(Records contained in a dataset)
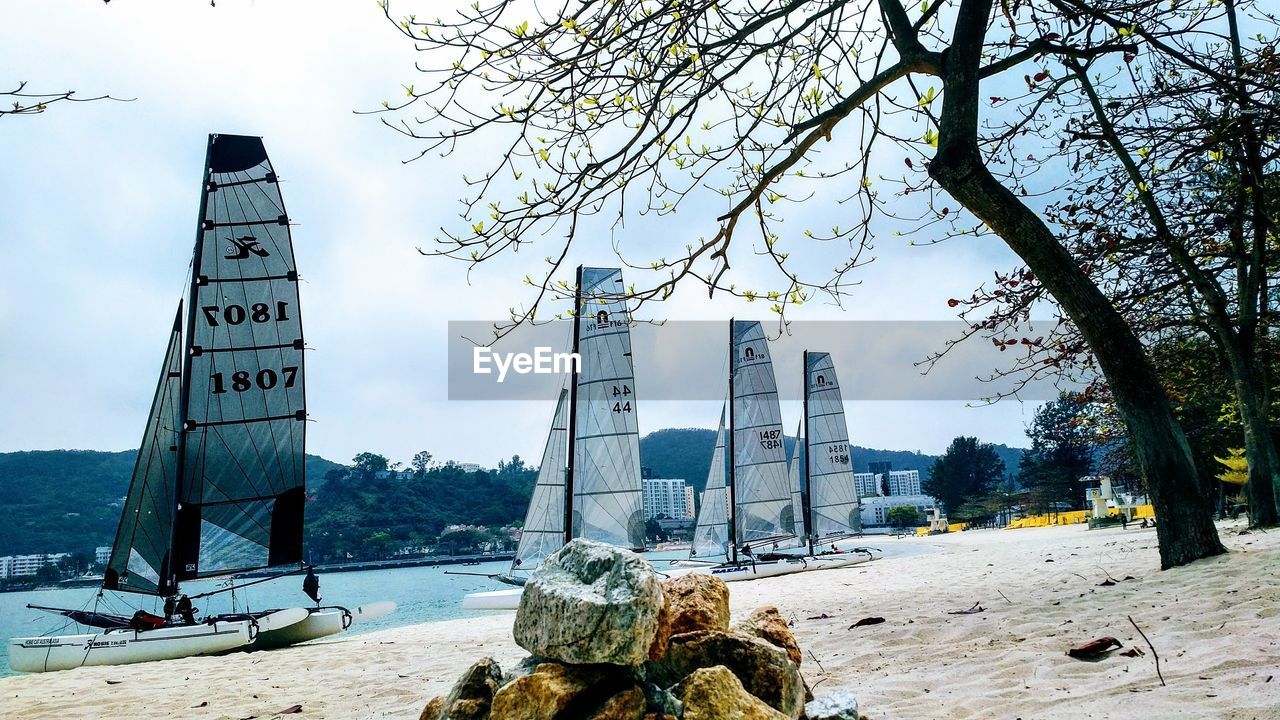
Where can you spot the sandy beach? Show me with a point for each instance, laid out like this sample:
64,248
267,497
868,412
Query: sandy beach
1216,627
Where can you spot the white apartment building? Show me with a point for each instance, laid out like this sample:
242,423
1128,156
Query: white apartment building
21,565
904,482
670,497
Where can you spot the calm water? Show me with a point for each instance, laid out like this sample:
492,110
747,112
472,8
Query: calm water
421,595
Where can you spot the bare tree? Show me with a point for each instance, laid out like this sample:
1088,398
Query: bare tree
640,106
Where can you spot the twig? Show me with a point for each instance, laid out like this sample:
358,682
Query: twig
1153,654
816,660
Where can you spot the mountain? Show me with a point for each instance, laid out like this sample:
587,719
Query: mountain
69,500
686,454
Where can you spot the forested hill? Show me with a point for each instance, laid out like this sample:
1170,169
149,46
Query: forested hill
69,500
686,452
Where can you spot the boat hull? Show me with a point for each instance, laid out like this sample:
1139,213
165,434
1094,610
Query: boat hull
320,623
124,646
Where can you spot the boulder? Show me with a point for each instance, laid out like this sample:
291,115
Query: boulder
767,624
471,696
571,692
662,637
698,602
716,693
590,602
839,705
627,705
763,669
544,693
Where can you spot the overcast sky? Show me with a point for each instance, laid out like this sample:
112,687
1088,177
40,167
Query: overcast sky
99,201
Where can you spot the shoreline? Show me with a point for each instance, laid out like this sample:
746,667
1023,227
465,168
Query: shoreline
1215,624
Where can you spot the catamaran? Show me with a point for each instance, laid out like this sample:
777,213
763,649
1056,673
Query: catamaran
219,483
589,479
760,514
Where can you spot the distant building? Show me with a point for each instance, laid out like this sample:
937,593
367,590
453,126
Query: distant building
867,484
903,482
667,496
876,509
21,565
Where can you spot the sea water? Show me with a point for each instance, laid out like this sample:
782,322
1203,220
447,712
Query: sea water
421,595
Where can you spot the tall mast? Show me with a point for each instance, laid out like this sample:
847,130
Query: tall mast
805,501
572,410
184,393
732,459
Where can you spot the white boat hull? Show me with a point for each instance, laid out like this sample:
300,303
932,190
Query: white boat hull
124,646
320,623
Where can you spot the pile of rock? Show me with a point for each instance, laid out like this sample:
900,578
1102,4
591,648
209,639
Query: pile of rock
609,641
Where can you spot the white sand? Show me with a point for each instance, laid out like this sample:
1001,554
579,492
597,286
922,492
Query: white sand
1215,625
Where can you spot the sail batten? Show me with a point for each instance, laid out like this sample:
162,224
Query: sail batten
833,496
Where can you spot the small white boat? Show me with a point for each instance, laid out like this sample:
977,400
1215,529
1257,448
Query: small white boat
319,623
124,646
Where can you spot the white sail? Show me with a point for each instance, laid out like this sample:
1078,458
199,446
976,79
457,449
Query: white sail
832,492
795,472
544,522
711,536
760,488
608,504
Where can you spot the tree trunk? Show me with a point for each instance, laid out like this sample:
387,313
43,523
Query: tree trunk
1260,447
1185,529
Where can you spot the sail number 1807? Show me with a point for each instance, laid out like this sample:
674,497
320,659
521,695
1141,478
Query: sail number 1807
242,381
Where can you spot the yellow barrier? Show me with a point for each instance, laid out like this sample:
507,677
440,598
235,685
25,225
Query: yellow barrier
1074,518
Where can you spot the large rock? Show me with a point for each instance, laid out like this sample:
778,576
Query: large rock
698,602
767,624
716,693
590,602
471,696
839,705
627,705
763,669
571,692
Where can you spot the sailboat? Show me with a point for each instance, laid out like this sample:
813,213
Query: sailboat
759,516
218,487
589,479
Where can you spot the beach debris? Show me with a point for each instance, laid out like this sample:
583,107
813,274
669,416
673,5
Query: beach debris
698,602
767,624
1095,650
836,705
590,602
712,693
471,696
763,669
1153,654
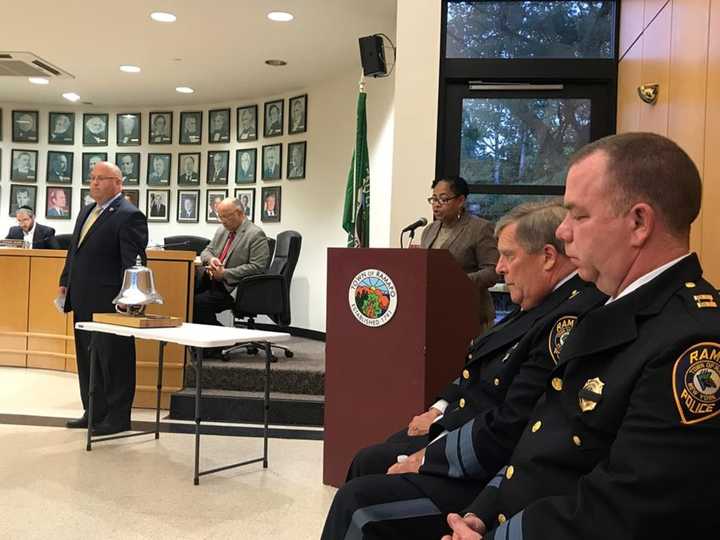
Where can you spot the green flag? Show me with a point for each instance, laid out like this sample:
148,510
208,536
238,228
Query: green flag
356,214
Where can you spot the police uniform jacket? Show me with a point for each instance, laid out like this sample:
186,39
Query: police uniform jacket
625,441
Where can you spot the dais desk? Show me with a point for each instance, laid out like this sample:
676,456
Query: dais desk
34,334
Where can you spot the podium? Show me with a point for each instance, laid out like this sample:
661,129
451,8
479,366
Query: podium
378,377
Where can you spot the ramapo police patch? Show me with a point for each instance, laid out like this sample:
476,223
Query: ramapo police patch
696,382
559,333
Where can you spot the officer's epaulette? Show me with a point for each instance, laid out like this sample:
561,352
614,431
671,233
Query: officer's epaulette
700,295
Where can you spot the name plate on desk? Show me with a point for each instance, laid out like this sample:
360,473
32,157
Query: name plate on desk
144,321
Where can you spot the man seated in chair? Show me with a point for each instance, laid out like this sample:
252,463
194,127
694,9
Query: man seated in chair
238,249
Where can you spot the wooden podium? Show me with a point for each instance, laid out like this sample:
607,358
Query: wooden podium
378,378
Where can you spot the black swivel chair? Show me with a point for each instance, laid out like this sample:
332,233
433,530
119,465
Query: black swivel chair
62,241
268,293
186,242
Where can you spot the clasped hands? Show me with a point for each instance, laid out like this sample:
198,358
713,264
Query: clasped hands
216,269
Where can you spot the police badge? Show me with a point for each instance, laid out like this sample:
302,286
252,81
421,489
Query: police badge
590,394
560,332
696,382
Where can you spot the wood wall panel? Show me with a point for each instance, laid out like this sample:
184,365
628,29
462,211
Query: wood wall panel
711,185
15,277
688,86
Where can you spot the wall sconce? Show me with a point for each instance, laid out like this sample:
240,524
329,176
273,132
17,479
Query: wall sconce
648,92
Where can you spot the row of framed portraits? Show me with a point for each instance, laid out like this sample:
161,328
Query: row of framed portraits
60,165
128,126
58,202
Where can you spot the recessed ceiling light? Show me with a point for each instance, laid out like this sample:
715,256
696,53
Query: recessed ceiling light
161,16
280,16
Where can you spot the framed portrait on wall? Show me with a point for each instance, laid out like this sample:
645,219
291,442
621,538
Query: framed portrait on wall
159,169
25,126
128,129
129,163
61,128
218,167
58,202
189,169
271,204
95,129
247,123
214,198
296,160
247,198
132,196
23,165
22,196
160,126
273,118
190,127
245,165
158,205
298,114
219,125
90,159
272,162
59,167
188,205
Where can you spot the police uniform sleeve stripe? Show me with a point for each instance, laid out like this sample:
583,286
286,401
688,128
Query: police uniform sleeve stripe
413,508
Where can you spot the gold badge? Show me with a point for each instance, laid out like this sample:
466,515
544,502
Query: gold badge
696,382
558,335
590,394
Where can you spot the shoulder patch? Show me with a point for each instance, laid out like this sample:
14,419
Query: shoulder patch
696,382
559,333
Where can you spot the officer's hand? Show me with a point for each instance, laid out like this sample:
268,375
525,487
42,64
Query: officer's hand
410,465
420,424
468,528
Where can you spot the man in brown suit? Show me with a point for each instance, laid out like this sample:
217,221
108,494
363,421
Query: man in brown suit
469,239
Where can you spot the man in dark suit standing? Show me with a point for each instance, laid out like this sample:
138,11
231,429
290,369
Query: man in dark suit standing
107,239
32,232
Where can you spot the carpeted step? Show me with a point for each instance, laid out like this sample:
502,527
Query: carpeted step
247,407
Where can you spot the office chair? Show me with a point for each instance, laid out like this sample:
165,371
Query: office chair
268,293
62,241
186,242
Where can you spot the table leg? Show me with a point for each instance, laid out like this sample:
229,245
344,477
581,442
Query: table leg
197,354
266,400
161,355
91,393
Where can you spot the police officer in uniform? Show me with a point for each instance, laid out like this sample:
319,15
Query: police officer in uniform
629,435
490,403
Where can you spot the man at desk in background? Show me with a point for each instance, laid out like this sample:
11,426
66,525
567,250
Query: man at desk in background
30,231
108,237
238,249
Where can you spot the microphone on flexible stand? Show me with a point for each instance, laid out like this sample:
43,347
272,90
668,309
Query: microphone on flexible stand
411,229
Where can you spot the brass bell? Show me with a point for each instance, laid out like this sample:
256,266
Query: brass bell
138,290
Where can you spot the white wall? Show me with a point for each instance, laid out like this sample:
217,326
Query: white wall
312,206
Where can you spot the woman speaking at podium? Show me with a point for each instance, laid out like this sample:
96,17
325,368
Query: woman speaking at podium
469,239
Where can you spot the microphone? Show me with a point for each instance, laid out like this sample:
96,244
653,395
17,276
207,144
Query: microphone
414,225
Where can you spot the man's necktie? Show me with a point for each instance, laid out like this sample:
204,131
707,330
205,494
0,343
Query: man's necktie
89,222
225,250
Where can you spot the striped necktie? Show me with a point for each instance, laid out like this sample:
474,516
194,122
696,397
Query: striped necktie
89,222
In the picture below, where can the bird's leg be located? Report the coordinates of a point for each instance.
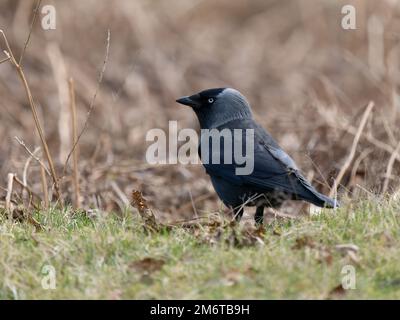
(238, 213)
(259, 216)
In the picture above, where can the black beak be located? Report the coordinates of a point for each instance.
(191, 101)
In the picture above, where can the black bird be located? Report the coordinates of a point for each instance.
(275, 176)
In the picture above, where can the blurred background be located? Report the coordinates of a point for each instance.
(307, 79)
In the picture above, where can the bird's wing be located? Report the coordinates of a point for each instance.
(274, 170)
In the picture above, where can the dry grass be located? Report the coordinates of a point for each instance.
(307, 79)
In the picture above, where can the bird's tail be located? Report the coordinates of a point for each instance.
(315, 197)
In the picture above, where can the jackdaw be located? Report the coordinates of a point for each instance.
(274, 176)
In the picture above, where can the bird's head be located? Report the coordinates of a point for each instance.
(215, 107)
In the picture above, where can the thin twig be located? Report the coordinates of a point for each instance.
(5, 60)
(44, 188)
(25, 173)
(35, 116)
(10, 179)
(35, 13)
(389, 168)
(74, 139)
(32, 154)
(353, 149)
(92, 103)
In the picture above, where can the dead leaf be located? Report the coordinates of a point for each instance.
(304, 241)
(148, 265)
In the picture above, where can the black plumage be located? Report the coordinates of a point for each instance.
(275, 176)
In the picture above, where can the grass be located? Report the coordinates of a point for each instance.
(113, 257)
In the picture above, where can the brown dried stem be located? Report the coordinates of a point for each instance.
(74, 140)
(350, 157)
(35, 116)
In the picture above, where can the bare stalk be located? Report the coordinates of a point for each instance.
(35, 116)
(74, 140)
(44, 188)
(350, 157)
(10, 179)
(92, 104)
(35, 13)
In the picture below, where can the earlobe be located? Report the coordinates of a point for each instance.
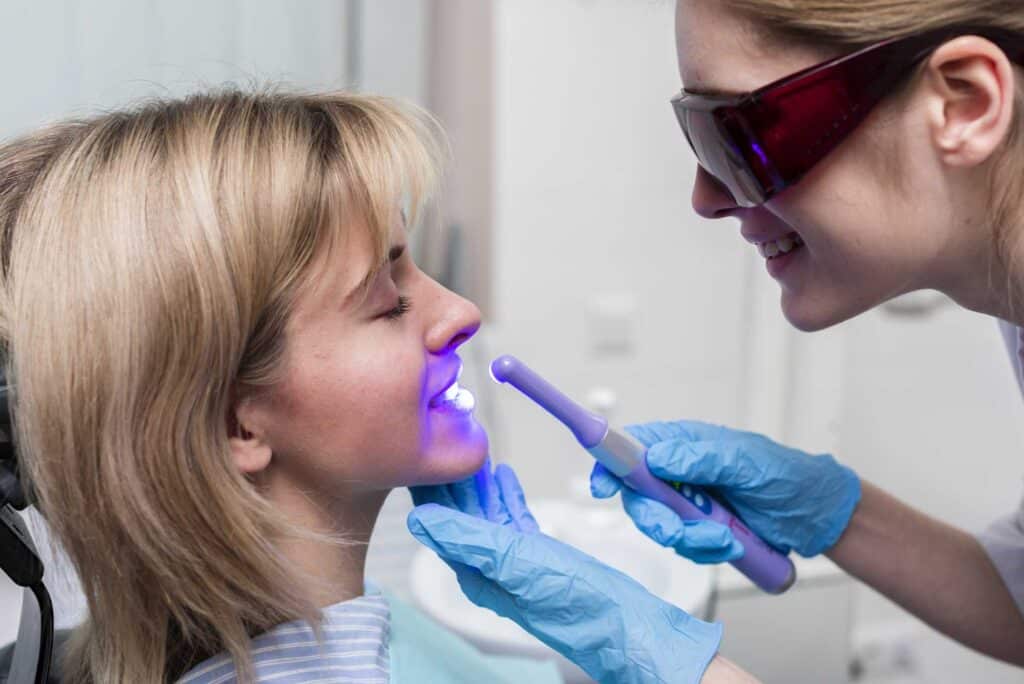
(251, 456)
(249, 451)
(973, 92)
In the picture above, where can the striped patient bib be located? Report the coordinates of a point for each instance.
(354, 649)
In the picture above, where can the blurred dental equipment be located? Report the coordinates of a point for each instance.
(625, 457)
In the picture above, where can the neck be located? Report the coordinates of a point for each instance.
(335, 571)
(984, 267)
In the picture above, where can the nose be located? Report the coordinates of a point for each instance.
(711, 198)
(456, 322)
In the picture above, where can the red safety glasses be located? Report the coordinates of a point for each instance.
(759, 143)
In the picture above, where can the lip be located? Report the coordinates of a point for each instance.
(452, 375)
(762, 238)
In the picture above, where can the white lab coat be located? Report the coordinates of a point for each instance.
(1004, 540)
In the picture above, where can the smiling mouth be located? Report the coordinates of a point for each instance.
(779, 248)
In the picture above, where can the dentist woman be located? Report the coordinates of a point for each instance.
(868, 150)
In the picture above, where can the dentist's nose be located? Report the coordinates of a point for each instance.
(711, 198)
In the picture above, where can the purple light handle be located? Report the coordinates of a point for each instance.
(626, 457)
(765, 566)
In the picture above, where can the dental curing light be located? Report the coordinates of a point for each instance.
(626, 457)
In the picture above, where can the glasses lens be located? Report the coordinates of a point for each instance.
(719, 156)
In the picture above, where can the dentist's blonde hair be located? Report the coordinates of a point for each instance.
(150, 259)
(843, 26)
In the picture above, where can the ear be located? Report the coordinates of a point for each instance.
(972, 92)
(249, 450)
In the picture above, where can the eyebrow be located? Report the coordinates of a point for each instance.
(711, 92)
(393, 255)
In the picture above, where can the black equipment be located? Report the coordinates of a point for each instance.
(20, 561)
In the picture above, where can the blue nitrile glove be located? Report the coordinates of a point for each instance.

EXERCISE – The line containing "In the picture above, where can the purple" marks the start; retype it and each line after it through the end of the records above, exactly.

RESPONSE BOX –
In the picture above, where can the purple light handle be located? Report the coordinates of a point for each instance.
(626, 457)
(765, 566)
In the picture above, where can the dental curing light be located? Report the coordinates of a point for each instance.
(626, 457)
In the picture above, where can the glasses lens be located? Report the coordinates of a point for each instance.
(719, 156)
In the picture above, where can the dentist's blonde hair be located? Report the coordinates of a point for each instance.
(150, 259)
(843, 26)
In the picture above, where can the ear be located? Report the coordinates of a point for each instance.
(972, 92)
(249, 450)
In the picture above, where can the eyebrow be located? Report the coordinates of a point for each instance.
(711, 92)
(393, 255)
In the picture above, where can the black equipment be located? Report the coordinates of a point for each instance.
(20, 561)
In the picture above, where can the blue nitrile glove be located? Report the coordinates of a point for each instance.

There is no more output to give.